CHARLOTTE, NC - SEPTEMBER 21: With blood covering her hand and arm, a woman points at a police officer on September 21, 2016 in Charlotte, NC. The North Carolina governor has declared a state of emergency in the city of Charlotte after clashes during protests in the city in response to the fatal shooting by police officers of 43-year-old Keith Lamont Scott at an apartment complex near UNC Charlotte. (Photo by Sean Rayford/Getty Images)

On Tuesday, a Charlotte-Mecklenburg County Police officer shot and killed Keith Lamont Scott, a 43-year-old black father of seven, as he exited his car near the University of North Carolina at Charlotte. His death, the third killing of a black person by police this week, sparked chaotic and sometimes violent protests that have raged in Charlotte for the last two nights.

 

The “imminent deadly threat”

When police encountered Scott’s car on Tuesday, parked near the Village at College Downs apartment complex in Charlotte, they had been searching for another man with an open warrant whom they believed to be in the area. According to family members, Scott was waiting to pick up his son from school. From there, there are multiple disparate stories of what happened before the officer opened fire on Scott, as is often the case with police killings. According to police, Scott exited his car, and was carrying a handgun. Then, CMPD Chief Kerr Putney said in a statement, “Officers observed the subject get back into the vehicle at which time they began to approach the subject.”

According to Putney, as officers approached Scott’s car, they gave him multiple orders to drop the gun. Scott then exited the car, still armed and posing an “imminent deadly threat,” and the officer fired, Putney said. The firing officer was later identified as Brentley Vinson, a two-year member of the force who is also black.

According to one eyewitness, however, Scott wasn’t carrying a gun at all, but a book. “He got out the car with his hands up, because the police told him to get out the car. He got out the car,” Taheshia Williams told an Al-Jazeera reporter. “The book fell off his lap–the book he was reading. He got out the car, and then he walked around his car to the back of his car. When he walked back there, when his wife was running down saying, ‘No, stop, don’t do that,’ by the time she got right here to where his car was, they had shot that man four times.” According to a local NBC affiliate, acquaintances of Scott said that he had “some mental delays” from a recent bike accident.

 

“I never said full transparency”

Even if the official story proves to be true, it is questionable whether police were justified in ordering Scott to drop his gun. As a local law professor named Gregory Wallace told the Charlotte Observer,  North Carolina law permits the open carrying of handguns. “The mere possession of a handgun does not give the police probable cause or reasonable suspicion to briefly detain you for stop and frisk,” Wallace said. “The mere fact that you have a handgun isn’t enough – it’s legal in N.C.”

-.-.-

Set exercise 1 →
Answer these questions using the Charlotte shooting report:
(a) How old was Keith Lamont Scott?
(b) According to family members, why was Scott waiting near the apartment complex?
(c) Which officer fired on Scott?
Set exercise 2 → Copy the Charlotte shooting report from "According to Putney, as" to "is also black.".

Material shown →
-.-.-

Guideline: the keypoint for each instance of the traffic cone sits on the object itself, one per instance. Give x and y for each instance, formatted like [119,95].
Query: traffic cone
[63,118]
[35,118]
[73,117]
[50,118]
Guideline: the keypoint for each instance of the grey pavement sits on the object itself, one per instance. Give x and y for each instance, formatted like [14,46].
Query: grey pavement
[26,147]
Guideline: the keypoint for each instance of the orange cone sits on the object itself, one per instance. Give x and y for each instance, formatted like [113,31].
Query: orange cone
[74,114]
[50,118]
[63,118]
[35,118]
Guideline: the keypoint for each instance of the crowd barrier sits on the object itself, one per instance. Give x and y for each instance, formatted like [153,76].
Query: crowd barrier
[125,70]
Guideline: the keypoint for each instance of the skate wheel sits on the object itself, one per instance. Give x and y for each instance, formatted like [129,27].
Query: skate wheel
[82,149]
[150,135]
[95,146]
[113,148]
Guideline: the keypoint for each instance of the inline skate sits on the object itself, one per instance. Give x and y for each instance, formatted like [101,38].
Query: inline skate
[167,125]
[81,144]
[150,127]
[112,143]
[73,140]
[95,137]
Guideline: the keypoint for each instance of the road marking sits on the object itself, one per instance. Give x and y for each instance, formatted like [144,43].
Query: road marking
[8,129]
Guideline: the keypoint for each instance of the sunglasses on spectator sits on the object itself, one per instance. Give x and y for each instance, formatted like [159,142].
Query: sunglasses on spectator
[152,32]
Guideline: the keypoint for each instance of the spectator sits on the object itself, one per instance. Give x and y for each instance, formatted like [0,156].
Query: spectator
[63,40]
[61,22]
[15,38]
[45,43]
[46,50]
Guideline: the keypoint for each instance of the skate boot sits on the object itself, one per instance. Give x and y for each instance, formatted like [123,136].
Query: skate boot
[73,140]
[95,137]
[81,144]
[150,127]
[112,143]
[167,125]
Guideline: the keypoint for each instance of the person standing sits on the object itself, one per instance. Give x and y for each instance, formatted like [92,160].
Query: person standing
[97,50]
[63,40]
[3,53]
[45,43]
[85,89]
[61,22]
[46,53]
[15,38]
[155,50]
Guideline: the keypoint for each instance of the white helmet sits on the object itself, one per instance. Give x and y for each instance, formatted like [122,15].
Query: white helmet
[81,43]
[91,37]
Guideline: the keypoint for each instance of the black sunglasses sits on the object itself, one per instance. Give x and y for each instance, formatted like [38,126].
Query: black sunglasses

-.-.-

Final result 1 →
(a) 43
(b) To pick up his son from school
(c) Brentley Vinson

Final result 2 →
According to Putney, as officers approached Scott’s car, they gave him multiple orders to drop the gun. Scott then exited the car, still armed and posing an “imminent deadly threat,” and the officer fired, Putney said. The firing officer was later identified as Brentley Vinson, a two-year member of the force who is also black.